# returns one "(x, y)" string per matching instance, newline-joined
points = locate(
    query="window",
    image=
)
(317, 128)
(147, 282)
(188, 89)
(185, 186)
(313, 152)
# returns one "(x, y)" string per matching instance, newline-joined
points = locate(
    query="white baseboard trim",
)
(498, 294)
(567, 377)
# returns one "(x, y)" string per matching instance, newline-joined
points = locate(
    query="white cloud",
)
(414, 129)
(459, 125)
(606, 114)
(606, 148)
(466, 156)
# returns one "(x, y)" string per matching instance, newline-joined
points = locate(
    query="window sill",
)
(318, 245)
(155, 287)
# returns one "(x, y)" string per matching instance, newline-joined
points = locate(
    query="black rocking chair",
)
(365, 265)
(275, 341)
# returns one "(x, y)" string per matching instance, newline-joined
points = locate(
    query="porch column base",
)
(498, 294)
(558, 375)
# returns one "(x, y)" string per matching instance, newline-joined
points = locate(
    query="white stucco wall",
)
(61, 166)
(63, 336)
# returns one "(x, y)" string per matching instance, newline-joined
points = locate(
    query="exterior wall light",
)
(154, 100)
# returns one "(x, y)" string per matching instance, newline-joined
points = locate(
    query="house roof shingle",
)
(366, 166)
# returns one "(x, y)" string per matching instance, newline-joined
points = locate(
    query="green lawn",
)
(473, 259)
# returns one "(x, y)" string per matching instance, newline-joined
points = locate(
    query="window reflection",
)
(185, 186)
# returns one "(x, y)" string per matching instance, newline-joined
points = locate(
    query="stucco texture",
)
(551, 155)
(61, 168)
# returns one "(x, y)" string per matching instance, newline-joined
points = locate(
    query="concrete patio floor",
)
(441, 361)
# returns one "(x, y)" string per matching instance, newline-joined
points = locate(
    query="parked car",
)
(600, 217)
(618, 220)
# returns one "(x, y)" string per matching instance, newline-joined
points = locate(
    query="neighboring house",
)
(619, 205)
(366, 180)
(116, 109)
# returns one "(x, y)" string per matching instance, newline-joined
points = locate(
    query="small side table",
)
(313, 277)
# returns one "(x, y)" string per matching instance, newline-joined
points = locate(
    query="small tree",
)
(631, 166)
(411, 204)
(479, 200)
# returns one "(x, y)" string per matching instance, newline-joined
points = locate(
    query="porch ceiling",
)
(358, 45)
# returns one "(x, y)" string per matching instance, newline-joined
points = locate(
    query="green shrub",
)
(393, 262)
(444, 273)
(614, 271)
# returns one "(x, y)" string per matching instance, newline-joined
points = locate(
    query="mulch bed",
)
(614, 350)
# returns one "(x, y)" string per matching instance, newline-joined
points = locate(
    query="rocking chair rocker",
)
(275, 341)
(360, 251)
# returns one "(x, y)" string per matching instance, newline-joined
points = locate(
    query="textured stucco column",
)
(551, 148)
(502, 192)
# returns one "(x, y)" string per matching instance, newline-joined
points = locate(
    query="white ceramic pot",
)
===============
**SHORT TASK:**
Print the listing above in full, exactly as it is.

**REPLY TO THE EXERCISE:**
# returns one "(x, y)" string per matching instance, newline-joined
points = locate(
    query="window",
    image=
)
(317, 128)
(147, 282)
(188, 89)
(185, 186)
(313, 152)
# returns one "(x, y)" string per matching instance, newline-joined
points = locate(
    query="white baseboard trim",
)
(498, 294)
(567, 377)
# returns one "(x, y)" string per matching instance, newline-joined
points = locate(
    query="white cloud",
)
(414, 129)
(459, 125)
(606, 114)
(606, 148)
(466, 156)
# returns one "(x, y)" string per matching instance, newline-joined
points = locate(
    query="window sill",
)
(318, 245)
(155, 287)
# returns one "(x, y)" string per matching instance, newline-joined
points = locate(
    query="black rocking chair",
)
(365, 265)
(275, 341)
# returns one "(x, y)" string per matching instance, newline-joined
points = locate(
    query="porch column base",
)
(498, 294)
(558, 375)
# returns one "(x, y)" string per matching instance, newline-joined
points = locate(
    query="white stucco wall",
)
(61, 166)
(63, 336)
# returns one "(x, y)" string per matching instance, newline-joined
points = locate(
    query="exterior wall light",
)
(154, 100)
# returns one "(x, y)" string per matching instance, newline-joined
points = locate(
    query="house roof shingle",
)
(366, 166)
# returns one "(x, y)" string per matching instance, newline-joined
points = locate(
    query="green lawn",
)
(473, 259)
# returns one "(x, y)" string per matching instance, newline-joined
points = locate(
    query="window reflection",
)
(185, 186)
# returns one "(x, y)" string per matching instance, newline-joined
points = locate(
    query="stucco texture",
)
(551, 155)
(61, 168)
# returns one "(x, y)" string per matching instance, newline-joined
points = locate(
    query="concrete patio floor",
)
(441, 361)
# returns one "(x, y)" string per matching instance, newline-joined
points = locate(
    query="parked car",
)
(600, 217)
(618, 220)
# returns one "(x, y)" string per matching instance, newline-joined
points = locate(
    query="neighboring house",
)
(619, 205)
(366, 180)
(116, 109)
# returns one "(x, y)" string per matching instance, newline-joined
points = locate(
    query="small side table",
)
(313, 277)
# returns one "(x, y)" string per matching instance, newline-joined
points = locate(
    query="small tree",
)
(631, 166)
(411, 204)
(479, 200)
# returns one "(x, y)" string per matching instance, newline-joined
points = locate(
    query="porch ceiling",
)
(358, 45)
# returns one "(x, y)" string per matching instance, newline-joined
points = locate(
    query="green shrub",
)
(393, 262)
(444, 273)
(614, 271)
# returns one "(x, y)" string per matching instance, newline-joined
points = locate(
    query="mulch bed",
)
(614, 350)
# returns one "(x, y)" string per matching instance, newline-joined
points = locate(
    query="rocking chair rocker",
)
(275, 341)
(360, 251)
# returns one "(x, y)" string per matching instance, newline-joined
points = locate(
    query="textured stucco column",
)
(551, 148)
(502, 192)
# returns one "(x, y)" string per matching instance, newline-joined
points = locate(
    query="white ceramic pot",
)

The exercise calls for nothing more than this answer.